Written exercise: Rescale the records starting at the beginning and ending at the line that contains "x=331, y=291", and reproduce every line, requests included. Multiply each coordinate in the answers by 0.6 and round it to a whole number, with halves rounded up, but leave the numbers in the requests and their format samples unchanged.

[Excerpted data start]

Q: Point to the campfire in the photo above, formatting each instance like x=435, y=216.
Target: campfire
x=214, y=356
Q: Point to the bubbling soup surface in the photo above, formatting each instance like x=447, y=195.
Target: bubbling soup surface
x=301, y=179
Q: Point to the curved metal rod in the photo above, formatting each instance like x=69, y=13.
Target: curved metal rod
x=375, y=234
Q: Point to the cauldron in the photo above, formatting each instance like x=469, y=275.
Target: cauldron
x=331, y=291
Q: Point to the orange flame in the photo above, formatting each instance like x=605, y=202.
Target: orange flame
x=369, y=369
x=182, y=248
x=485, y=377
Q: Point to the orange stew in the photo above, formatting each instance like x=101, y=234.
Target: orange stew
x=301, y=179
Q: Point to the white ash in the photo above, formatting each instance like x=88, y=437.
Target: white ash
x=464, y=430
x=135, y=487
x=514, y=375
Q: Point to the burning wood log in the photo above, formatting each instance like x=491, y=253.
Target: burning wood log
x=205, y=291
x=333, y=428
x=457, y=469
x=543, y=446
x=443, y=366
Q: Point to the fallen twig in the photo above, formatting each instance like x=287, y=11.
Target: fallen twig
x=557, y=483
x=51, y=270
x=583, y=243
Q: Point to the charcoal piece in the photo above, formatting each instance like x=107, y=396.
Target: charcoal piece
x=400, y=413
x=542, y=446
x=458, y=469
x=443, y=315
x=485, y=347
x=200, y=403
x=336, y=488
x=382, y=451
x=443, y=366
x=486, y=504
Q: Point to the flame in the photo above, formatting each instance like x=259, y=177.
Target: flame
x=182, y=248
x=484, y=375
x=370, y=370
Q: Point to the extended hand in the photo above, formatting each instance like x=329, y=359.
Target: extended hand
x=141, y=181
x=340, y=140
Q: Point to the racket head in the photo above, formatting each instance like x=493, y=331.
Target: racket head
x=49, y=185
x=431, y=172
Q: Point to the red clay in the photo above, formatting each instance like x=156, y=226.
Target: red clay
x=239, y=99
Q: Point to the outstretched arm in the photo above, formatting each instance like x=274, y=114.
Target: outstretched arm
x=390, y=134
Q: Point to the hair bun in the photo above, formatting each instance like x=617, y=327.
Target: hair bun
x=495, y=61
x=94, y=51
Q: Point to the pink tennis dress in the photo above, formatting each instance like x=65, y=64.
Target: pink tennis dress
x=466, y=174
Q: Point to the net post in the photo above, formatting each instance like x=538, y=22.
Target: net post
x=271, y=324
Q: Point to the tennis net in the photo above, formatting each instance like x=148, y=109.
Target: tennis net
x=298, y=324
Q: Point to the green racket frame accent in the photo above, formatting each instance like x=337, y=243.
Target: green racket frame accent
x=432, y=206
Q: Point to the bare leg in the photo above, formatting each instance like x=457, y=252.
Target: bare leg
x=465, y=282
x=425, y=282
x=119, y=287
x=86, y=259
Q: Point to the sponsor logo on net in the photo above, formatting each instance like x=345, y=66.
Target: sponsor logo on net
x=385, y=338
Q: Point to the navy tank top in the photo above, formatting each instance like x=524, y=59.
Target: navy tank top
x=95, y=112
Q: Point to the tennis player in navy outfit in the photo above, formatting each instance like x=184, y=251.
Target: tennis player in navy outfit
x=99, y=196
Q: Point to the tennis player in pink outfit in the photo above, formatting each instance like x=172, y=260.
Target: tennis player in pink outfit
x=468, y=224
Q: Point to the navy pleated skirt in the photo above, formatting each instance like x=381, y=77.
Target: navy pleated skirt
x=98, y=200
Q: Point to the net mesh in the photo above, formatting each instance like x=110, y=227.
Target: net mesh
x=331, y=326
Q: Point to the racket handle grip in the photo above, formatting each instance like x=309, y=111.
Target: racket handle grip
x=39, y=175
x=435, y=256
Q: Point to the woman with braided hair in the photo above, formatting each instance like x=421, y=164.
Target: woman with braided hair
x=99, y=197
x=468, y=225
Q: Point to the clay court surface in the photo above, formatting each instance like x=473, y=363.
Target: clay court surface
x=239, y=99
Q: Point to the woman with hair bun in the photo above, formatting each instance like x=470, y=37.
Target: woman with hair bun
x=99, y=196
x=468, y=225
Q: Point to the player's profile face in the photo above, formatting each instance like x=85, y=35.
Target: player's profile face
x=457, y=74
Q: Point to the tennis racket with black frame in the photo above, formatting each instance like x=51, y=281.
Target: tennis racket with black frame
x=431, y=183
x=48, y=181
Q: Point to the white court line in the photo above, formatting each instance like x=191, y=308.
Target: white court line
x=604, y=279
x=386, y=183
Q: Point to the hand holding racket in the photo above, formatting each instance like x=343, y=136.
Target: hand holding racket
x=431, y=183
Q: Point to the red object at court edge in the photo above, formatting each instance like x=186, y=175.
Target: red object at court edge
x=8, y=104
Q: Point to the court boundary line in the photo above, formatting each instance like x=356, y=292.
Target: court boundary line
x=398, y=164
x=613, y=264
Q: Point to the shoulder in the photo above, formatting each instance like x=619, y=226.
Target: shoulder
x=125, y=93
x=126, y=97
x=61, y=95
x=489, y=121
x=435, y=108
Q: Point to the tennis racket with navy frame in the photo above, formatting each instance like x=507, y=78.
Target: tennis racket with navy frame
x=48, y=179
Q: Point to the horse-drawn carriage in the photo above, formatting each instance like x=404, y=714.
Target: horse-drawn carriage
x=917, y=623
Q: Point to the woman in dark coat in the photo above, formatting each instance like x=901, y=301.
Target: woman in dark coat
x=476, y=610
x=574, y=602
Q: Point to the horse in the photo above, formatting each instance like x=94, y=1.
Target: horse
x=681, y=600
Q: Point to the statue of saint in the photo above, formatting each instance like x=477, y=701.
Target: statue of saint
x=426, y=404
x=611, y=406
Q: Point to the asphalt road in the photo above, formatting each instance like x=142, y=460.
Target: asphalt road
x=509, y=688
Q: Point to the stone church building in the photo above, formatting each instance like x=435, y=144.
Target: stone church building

[Excerpted data end]

Task response:
Q: Point to the campfire in the photo above, formatting each instance like x=435, y=216.
Target: campfire
x=128, y=214
Q: Point to the bubbling soup surface in the photo above, formatting each instance like x=447, y=195.
Target: bubbling soup surface
x=181, y=107
Q: Point to the curved metal rod in the photo above, formatting each instance like x=69, y=13.
Target: curved metal rod
x=225, y=140
Q: Point to the cauldron in the photo above, formatting each instance like x=469, y=275.
Target: cauldron
x=199, y=175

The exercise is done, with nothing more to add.